(Raw records)
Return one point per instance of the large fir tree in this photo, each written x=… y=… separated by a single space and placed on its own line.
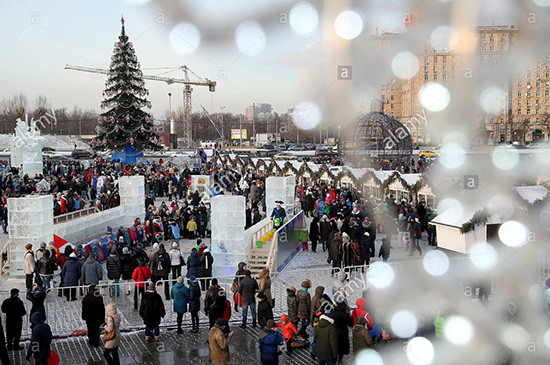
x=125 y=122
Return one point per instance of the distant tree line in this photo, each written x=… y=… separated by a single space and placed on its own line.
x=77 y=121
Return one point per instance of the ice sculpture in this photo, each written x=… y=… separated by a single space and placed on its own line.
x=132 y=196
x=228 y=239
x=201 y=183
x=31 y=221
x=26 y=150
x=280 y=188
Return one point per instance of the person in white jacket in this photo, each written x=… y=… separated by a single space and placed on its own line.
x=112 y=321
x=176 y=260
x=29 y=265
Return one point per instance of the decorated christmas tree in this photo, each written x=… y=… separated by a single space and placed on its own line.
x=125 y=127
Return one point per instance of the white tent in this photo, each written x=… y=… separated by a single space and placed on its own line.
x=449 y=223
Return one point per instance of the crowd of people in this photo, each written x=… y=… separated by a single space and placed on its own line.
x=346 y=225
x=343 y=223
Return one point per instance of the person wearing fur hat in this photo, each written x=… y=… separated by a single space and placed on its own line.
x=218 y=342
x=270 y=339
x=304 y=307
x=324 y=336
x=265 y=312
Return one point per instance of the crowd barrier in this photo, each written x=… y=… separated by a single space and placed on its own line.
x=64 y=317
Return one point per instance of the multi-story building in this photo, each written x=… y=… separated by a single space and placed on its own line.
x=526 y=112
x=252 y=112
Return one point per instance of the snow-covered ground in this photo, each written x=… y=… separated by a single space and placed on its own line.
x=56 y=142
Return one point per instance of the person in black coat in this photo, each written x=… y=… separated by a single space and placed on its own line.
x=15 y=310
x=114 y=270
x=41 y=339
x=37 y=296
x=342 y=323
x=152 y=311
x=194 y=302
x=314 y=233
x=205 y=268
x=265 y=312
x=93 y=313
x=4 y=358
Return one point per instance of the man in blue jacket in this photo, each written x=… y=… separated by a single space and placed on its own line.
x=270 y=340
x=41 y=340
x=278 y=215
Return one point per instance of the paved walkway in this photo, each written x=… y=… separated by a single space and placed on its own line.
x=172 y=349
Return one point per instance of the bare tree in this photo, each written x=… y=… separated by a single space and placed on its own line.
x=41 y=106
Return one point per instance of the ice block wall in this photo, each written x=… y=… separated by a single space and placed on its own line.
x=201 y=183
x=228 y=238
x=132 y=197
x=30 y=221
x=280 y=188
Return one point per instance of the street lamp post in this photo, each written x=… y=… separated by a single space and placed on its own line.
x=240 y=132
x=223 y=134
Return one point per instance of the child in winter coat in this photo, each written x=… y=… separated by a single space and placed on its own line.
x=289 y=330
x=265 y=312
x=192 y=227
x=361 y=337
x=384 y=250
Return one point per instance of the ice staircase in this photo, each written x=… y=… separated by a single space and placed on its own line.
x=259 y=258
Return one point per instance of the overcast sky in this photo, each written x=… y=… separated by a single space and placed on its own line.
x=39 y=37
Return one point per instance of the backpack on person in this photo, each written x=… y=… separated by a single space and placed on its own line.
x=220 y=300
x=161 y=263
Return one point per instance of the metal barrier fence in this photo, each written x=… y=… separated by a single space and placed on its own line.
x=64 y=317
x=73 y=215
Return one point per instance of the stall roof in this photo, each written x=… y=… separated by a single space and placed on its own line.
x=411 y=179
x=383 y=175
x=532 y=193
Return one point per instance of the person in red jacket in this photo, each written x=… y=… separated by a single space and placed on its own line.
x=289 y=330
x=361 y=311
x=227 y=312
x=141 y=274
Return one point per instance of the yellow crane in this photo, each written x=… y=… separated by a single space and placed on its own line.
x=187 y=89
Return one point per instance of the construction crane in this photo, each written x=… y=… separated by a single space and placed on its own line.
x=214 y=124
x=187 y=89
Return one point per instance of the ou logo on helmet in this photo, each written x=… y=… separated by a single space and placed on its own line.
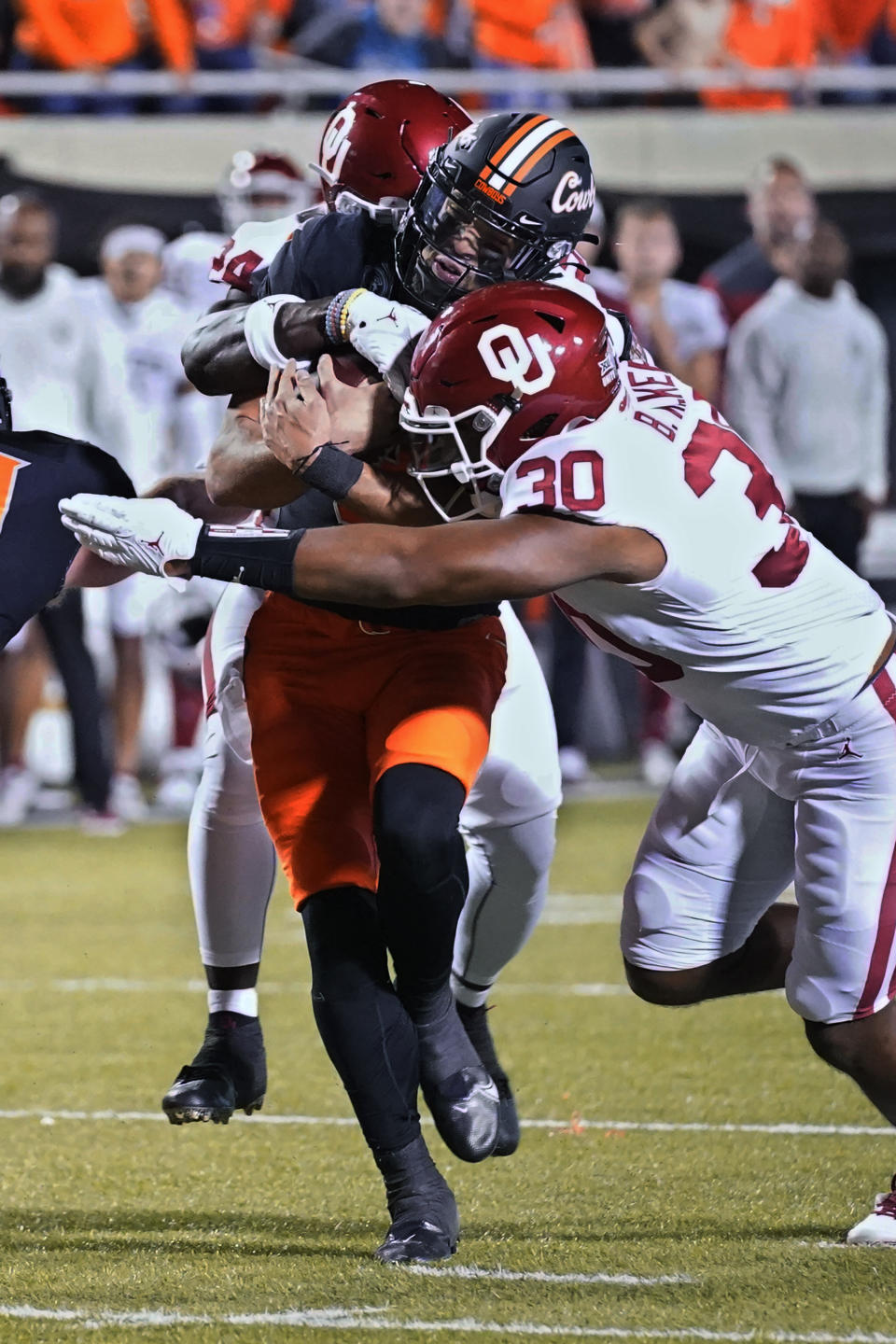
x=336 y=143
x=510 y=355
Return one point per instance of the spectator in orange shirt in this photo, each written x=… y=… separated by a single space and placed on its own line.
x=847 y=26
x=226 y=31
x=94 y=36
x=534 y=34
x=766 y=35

==

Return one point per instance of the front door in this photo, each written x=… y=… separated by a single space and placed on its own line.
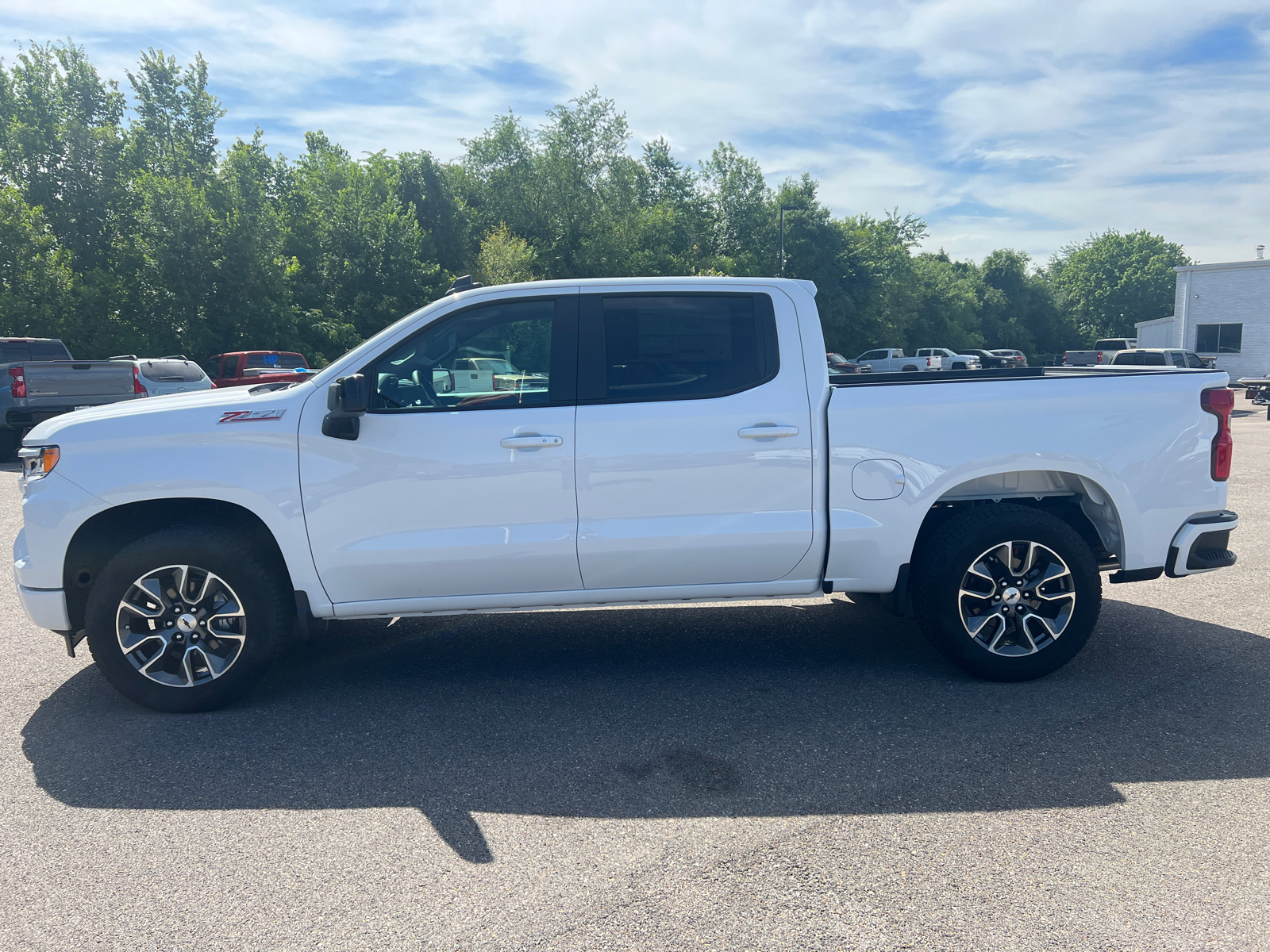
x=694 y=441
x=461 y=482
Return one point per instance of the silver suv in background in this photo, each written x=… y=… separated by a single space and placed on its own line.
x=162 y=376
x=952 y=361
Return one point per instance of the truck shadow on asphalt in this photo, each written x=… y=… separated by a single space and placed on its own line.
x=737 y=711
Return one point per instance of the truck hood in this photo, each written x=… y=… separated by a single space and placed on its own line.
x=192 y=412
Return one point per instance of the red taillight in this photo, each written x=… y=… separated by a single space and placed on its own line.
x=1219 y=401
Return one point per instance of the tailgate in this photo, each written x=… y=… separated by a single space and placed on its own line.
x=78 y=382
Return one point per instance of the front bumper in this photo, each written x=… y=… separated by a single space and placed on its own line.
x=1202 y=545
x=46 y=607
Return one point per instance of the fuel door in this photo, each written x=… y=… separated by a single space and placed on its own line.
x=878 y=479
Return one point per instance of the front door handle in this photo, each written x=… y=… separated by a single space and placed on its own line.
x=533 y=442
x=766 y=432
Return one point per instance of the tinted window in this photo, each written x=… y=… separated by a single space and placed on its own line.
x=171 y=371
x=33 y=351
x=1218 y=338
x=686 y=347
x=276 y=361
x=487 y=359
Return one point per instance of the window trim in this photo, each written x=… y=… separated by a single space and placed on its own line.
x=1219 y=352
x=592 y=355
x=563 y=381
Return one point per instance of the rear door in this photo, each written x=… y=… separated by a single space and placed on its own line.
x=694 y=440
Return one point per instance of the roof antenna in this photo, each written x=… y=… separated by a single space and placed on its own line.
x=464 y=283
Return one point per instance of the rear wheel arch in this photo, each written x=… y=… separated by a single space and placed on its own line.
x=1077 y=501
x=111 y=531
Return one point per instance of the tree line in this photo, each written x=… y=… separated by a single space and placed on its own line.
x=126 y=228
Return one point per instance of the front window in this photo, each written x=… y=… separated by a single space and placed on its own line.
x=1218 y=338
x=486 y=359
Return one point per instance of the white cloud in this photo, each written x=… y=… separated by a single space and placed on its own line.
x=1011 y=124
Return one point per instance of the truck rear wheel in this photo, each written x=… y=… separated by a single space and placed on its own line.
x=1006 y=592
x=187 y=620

## GOAL OF THE EXERCISE
Which lines of the records contain the word "coat"? Show every one of them in full.

## SOLUTION FOR THIS PROBLEM
Return one point per instance of the person in black coat in this photo, each written x=… y=… separated by a single space and placed on its own line.
Return one point per instance of the child in winter coat in this photo, each written x=… y=… separated by a single space and placed on its own line.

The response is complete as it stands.